What the task asks
The output must be the data, printed exactly as written.

Extracted information
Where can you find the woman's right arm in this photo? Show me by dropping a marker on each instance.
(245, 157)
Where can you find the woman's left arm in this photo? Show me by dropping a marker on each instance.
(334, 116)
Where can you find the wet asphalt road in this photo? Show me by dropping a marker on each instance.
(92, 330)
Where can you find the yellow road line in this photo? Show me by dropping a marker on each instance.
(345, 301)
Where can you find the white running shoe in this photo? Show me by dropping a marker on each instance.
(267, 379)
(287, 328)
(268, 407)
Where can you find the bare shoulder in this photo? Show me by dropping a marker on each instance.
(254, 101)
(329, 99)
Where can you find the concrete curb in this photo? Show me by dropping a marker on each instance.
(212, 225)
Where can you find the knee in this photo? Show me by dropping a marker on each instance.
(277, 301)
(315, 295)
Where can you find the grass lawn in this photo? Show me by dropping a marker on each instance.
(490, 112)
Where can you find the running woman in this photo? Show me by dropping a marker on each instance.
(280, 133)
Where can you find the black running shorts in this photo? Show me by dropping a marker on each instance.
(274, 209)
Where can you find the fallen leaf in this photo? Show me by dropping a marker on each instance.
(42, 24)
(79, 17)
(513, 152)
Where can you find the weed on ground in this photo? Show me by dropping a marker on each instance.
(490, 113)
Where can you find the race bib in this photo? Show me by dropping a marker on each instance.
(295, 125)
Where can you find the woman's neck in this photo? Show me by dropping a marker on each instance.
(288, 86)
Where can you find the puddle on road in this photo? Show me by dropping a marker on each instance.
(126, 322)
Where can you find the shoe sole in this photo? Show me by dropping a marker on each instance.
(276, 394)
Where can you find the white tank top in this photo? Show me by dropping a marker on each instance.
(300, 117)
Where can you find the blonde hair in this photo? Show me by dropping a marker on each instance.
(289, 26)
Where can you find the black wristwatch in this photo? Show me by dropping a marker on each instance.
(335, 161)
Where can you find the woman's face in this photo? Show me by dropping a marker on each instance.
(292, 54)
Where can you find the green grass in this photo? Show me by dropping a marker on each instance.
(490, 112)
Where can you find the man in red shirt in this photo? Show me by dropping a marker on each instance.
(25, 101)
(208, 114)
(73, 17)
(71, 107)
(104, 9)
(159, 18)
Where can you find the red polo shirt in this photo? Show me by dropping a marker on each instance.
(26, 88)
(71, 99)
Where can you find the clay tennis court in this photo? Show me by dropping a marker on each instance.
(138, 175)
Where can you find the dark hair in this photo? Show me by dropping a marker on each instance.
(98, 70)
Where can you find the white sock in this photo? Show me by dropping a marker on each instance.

Answer to the problem
Where can you find the woman's right arm in this photo? Show me by dropping a marker on each instance.
(245, 157)
Where can you find the woman's left arm in this photo? Show me by dropping a marker on each instance.
(334, 116)
Where can you find the wet asphalt road in this photo? Show me by dropping a marker on each instance.
(92, 330)
Where can you find the yellow road line in this photo? Show me by dropping a marker on each instance.
(345, 301)
Where can you find the white running shoe in this photo? Show me by dropping a marker on each instance.
(267, 379)
(287, 328)
(268, 407)
Where can you find the bare shoulder in this photo? Show me by dropping a marker on each instance.
(254, 101)
(329, 99)
Where can you find the concrete curb in this photo? Show me by dropping a marker on each instance.
(212, 225)
Where can you find the knee in this photo? Show me by dropping a marker on each instance.
(277, 301)
(315, 295)
Where can you find the grass lawn in this photo? Show me by dropping a marker on each instance.
(490, 112)
Where can you find the running woman in this photo? Show me by dropping a marker on each instance.
(280, 133)
Where can you find the black running shorts in this photo? Show me by dropping a marker on each instance.
(274, 209)
Where can you find the fallen leaf in this photo? Show me by dropping a marker on each instance.
(42, 24)
(79, 17)
(513, 152)
Where can you find the weed on ground in this photo? Show me by dropping a marker on each instance.
(490, 113)
Where can you find the race bib in this photo? Show me by dropping a marker on each instance.
(295, 125)
Where can you find the woman's neck in this photo? Show me by dropping a marker on each instance.
(288, 86)
Where can you find the puddle on road in this photo? Show me by dropping a marker on each instance.
(126, 322)
Where can you find the shoe sole in this photo? Show me by dropping a marker on each instance.
(276, 394)
Where can you find the white tank top in this photo? Show me by dropping a marker on each instance.
(300, 117)
Where can you find the blonde hair in this photo? Show me by dropping a marker on each instance.
(289, 26)
Where can you find the black wristwatch in this photo? Show me by dropping a marker on each instance.
(335, 161)
Where can you find the woman's face in this photo? Show me by dropping a marker on each instance.
(292, 54)
Where can you find the green grass in this photo? Show me by dropping a marker on each instance.
(490, 112)
Where can you find the man in red shirt in this photo? Show me by dropping a marker on each instance.
(25, 101)
(208, 114)
(73, 17)
(71, 107)
(104, 9)
(159, 18)
Where can you find the red polo shirt in this photo? Show me by dropping a marker on each instance.
(26, 88)
(71, 99)
Where can you find the clay tennis court in this photo? Show me by dropping a marker on each instance.
(138, 175)
Where can you find the dark hair in this photo? Show me by dropping a marker on each instance.
(98, 70)
Where can you find the white sock in this photo? Show me by dropping a marker on each instance.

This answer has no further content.